[AIM OF THE TASK]: After locating the line with "of the tall", reproduce that line and every one following it exactly, up to the end of the entries.

*** Opening of THE DATA ***

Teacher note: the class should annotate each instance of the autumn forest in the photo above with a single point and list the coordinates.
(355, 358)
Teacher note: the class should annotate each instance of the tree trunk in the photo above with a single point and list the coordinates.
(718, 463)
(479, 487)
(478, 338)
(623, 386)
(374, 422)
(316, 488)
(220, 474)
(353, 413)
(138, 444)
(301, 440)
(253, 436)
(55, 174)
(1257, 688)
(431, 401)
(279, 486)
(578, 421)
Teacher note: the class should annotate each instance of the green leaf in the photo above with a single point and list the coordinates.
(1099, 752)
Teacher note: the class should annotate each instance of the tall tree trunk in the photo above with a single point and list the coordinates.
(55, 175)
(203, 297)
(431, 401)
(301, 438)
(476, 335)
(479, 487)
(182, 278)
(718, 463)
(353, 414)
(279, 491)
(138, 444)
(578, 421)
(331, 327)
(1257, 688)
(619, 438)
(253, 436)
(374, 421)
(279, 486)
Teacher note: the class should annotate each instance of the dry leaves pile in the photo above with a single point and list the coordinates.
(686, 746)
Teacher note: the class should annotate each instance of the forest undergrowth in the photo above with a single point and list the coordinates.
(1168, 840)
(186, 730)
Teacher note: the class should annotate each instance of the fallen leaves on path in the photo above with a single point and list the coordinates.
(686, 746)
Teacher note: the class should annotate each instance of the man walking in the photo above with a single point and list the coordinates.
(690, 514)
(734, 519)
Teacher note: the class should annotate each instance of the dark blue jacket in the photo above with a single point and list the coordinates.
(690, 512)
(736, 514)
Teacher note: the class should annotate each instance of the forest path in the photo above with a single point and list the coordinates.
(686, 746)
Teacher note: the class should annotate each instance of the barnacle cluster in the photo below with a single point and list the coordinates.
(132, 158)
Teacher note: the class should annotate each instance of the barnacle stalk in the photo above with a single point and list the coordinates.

*** Close of THE DATA ***

[RESULT BELOW]:
Teacher note: the class should annotate each instance of the tall tree trunk in the photo above with a single point and list the coordinates.
(55, 175)
(203, 297)
(431, 401)
(301, 438)
(476, 335)
(479, 487)
(182, 278)
(718, 463)
(353, 414)
(279, 491)
(138, 444)
(578, 421)
(331, 327)
(1257, 688)
(619, 438)
(253, 436)
(374, 421)
(279, 486)
Teacher note: the class should annotate each instance of the dry leaves pile in the photo above with a single point and list the coordinates.
(686, 746)
Teacher note: the class should annotate each instance of the forest undergrowth in the photo above with a single point and list the coordinates.
(1168, 840)
(186, 730)
Teacher note: the class should annotate each instance of the fallen leaves on path in the photo above with a single point and list the coordinates.
(686, 746)
Teacher note: the class should annotate each instance of the man walking in the photo above with a single point and list the coordinates.
(690, 514)
(734, 519)
Teacher note: the class should annotate each instance of the dark blue jacket in the photo above with a single point and list the coordinates.
(690, 512)
(736, 514)
Teacher note: the class should annotate each instance of the forest path in the photo above with a single point and list the coordinates.
(686, 746)
Teacher note: the class should annotate each instance of the barnacle cluster in the photo below with a single point and list the coordinates.
(132, 158)
Teacher note: the class should annotate each instance of the barnacle stalk in the photo above with a single point and list the coordinates.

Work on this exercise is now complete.